Retype the whole listing, please, keeping every line exact and dropping the pictures.
==============================
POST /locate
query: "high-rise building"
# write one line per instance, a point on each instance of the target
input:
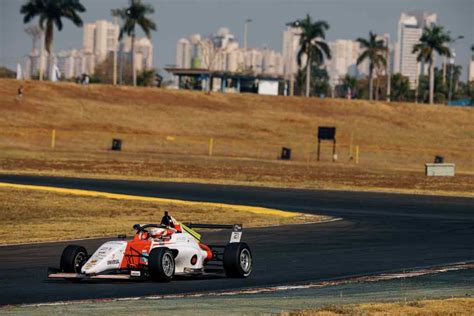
(183, 53)
(272, 62)
(221, 52)
(291, 44)
(66, 63)
(410, 29)
(100, 38)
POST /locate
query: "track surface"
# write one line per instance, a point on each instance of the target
(380, 232)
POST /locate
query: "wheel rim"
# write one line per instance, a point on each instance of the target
(167, 264)
(79, 261)
(245, 260)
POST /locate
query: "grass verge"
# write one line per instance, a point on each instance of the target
(28, 215)
(167, 135)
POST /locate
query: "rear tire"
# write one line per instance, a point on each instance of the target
(237, 260)
(161, 265)
(73, 258)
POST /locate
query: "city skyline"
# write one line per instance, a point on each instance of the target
(262, 30)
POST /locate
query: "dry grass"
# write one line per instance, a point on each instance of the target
(455, 306)
(166, 136)
(31, 216)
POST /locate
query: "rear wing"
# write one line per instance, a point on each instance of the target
(235, 236)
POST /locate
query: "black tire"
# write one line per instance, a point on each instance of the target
(161, 265)
(73, 258)
(237, 260)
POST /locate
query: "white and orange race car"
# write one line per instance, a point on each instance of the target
(158, 252)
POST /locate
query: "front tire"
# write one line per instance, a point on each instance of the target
(73, 258)
(161, 265)
(237, 260)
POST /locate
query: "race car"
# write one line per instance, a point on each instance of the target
(158, 252)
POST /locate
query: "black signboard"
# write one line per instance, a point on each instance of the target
(326, 133)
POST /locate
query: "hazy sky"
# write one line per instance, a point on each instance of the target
(348, 19)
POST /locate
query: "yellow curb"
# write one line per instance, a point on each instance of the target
(241, 208)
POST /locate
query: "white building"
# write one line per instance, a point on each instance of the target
(410, 29)
(222, 52)
(143, 54)
(183, 53)
(291, 44)
(470, 74)
(66, 63)
(344, 54)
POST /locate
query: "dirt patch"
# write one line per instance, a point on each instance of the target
(455, 306)
(166, 135)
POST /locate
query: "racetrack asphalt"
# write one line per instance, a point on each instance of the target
(380, 232)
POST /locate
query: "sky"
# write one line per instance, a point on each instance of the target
(348, 19)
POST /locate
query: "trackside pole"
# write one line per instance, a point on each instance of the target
(357, 154)
(319, 147)
(211, 146)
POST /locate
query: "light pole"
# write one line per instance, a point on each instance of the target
(114, 76)
(387, 71)
(246, 27)
(451, 72)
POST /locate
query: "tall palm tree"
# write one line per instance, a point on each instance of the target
(433, 40)
(50, 13)
(312, 45)
(374, 50)
(133, 15)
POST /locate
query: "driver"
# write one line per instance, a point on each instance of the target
==============================
- TASK RESULT:
POST /locate
query: "high-rise building"
# write one line per instance, a point on each instance of the target
input:
(183, 53)
(272, 62)
(221, 52)
(291, 44)
(66, 63)
(410, 29)
(100, 38)
POST /locate
query: "track surface"
# write one line per instance, a point on each instance of the target
(380, 232)
POST /locate
query: "wheel rim"
# write one line per instance, a point on each instance of the target
(167, 264)
(79, 261)
(245, 260)
POST /locate
query: "grass verge"
# write one line per instance, a point on each instance of the target
(28, 215)
(167, 135)
POST /locate
query: "rear tire"
# write one line per instance, a point on each instance of the target
(237, 260)
(161, 265)
(73, 258)
POST /locate
query: "city skyline"
# write one line per instance, a point on each instance of the target
(262, 30)
POST /locate
query: "dry grass"
# write one line per instance, a point on each instance of the target
(455, 306)
(166, 136)
(31, 216)
POST /locate
query: "rear wing"
# write one line per instance, a point on each instance of the target
(235, 236)
POST /locate
query: "black tire"
# write one line per instance, a point on each instance of the target
(161, 265)
(73, 258)
(237, 260)
POST /locate
query: "white and orange race car"
# write one line per instance, a point on each instance of the target
(158, 252)
POST /locate
query: "front tire"
# write one line per instance, a point on each instance of the target
(73, 258)
(161, 265)
(237, 260)
POST /locate
query: "race car"
# write one line per instance, a point on each instance of the target
(158, 252)
POST /locate
query: "black signboard"
# write one line per instance, a point on each instance of the target
(326, 133)
POST /locate
query: "hazy sky"
# write one line per instance, a point on each instance of the target
(348, 19)
POST /locate
query: "yellow curb"
# write one line per instance, a point on each instance of the target
(241, 208)
POST /locate
query: "white building"
# write one line per instance, a point on each instance of the target
(410, 29)
(222, 52)
(143, 54)
(183, 53)
(291, 44)
(470, 74)
(66, 63)
(344, 54)
POST /locate
query: "dirt patch"
# write one line per instance, a point on each instance of the target
(455, 306)
(166, 135)
POST /locate
query: "racetrack asphalt"
# write one line per instance, a point on each instance of the target
(380, 232)
POST /locate
query: "sky"
# write one line per instance, a point on each instance of the target
(348, 19)
POST /locate
query: "trackside pole"
# write one line per instance, a point on each instance of the target
(357, 154)
(319, 147)
(211, 146)
POST /locate
query: "light pole"
# write one line per instance, a point on each instance of the target
(114, 76)
(387, 71)
(246, 27)
(451, 72)
POST /locate
query: "tall palm tree"
# write one line per instance, a point on each instance of the target
(433, 40)
(50, 13)
(312, 45)
(374, 50)
(133, 15)
POST /locate
query: "driver"
# write one line per instance, a point on each instance of the target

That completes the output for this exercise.